• _Given request 1_: In the Paycor earnings call opening, take the part that opens with the words containing "Operator: Ladies and" and closes with "Please go ahead.", and write it out again with "host" switched to "moderator".
• _Given request 2_:
Answer these questions from the Paycor earnings call opening:
(a) Who is Paycor's Vice President of Investor Relations?
(b) On what date did the first quarter of fiscal year 2024 end?
(c) Who is Paycor's Chief Financial Officer?

• _Selection_:

[START]

Operator: Ladies and gentlemen, thank you for standing by and welcome to Paycor’s First Quarter Fiscal Year 2024 Earnings Call. [Operator Instructions] As a reminder, this conference is being recorded. It is now my pleasure to introduce your host, Rachel White, Vice President of Investor Relations. Please go ahead.

Rachel White: Good afternoon and welcome to Paycor’s earnings call for the first quarter of fiscal year 2024, which ended on September 30. On the call with me today are Raul Villar, Jr., Paycor’s Chief Executive Officer; and Adam Ante, Paycor’s Chief Financial Officer. Our financial results can be found in our press release issued today, which is available on the Investor Relations section of our website. Today’s call is being recorded, and a replay will be available on our website following the conclusion of the call. Statements made on this call include forward-looking statements related to our financial results, products, customer demand, operations and other matters. These statements are subject to risks, uncertainties and assumptions and are based on management’s current expectations as of today and may not be updated in the future.

[END]

• _Available data_:
[START]

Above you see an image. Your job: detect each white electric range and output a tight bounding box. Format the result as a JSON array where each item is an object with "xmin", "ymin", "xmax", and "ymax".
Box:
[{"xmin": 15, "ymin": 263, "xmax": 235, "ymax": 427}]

[END]

• _Exercise output 1_:
Operator: Ladies and gentlemen, thank you for standing by and welcome to Paycor’s First Quarter Fiscal Year 2024 Earnings Call. [Operator Instructions] As a reminder, this conference is being recorded. It is now my pleasure to introduce your moderator, Rachel White, Vice President of Investor Relations. Please go ahead.

• _Exercise output 2_:
(a) Rachel White
(b) September 30
(c) Adam Ante